Plusieurs répondants se sont dits inquiets des approches largement utilisées pour offrir du soutien en santé mentale aux victimes de crimes (p. ex., TCC tenant compte des traumatismes), qui ne répondent pas adéquatement aux besoins particuliers des victimes d’ESVSE en ligne. Plusieurs répondants ont rapporté le peu de mentorat et de supervision des conseillers, alors que d’autres ont mentionné l’absence d’entraide entre pairs chez les praticiens effectuant ce genre d’interventions. Les répondants du CAEA de Boost ont souligné qu’intervenir adéquatement auprès des victimes d’ESVSE en ligne nécessite un échange de connaissances entre les professionnels, une supervision efficace et le mentorat des conseillers intéressés par ce genre d’interventions, et que cela doit pouvoir mener à des directives de traitement plus solides et fondées sur des données probantes.

> [Données sources]:
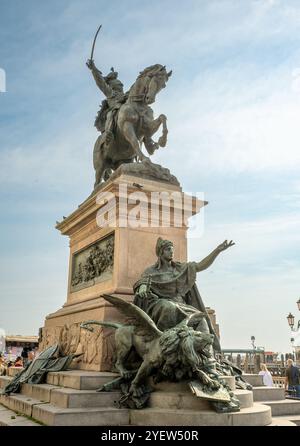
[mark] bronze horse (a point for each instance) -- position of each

> [Consigne A]:
Répondez aux questions suivantes à partir de l'extrait sur le soutien aux victimes d'ESVSE en ligne :
(i) Quelle approche est donnée en exemple des méthodes largement utilisées pour offrir du soutien en santé mentale aux victimes de crimes ?
(ii) Selon d'autres répondants, qu'est-ce qui fait défaut chez les praticiens effectuant ce genre d'interventions ?
(iii) D'après les répondants du CAEA de Boost, à quoi l'échange de connaissances, la supervision et le mentorat doivent-ils pouvoir mener ?
> [Consigne B]:
Poursuivez l'extrait sur le soutien en santé mentale aux victimes d'ESVSE en ligne après sa dernière phrase.

> [Réponse A]:
(i) La TCC tenant compte des traumatismes.
(ii) L'entraide entre pairs.
(iii) À des directives de traitement plus solides et fondées sur des données probantes.

> [Réponse B]:
Les répondants du CCPE ont mentionné de nombreuses autres difficultés propres à la prestation de services aux victimes d’ESVSE en ligne et à leurs familles, en plus de celles rapportées précédemment, à savoir le manque :
- de protocoles fondés sur des données probantes sur les meilleures façons d’intervenir auprès des jeunes victimes (p. ex., à quel moment informer un enfant qui ne sait pas que la violence qu’il a subie a été enregistrée);
- de protocoles fondés sur des données probantes concernant les meilleurs conseils à donner aux parents de jeunes victimes sur les conséquences à long terme de l’ESVSE en ligne et sur ce qu’ils peuvent faire pour protéger leur enfant au fil du temps;
- de financement et de thérapies à long terme, étant donné que bon nombre de services aux victimes n’offrent que du soutien immédiat ou à court terme;
- de protocoles sur les façons de soutenir les victimes d’ESVSE en ligne en ce qui a trait aux menaces potentielles à leur sécurité dans les cas où des cyberprédateurs pourraient continuer à s’intéresser à elles (p. ex., collectionneurs de pornographie juvénile);
- de protocoles sur les façons de protéger le mieux possible l’anonymat des victimes d’ESVSE en ligne sans pour autant nuire aux procédures judiciaires et à la tenue de dossiers exacts;
- d’assistance uniforme aux victimes d’ESVSE en ligne en ce qui a trait aux recours judiciaires auxquels elles pourraient avoir droit (p. ex., confiscation, restitution et fonds d’indemnisation des victimes).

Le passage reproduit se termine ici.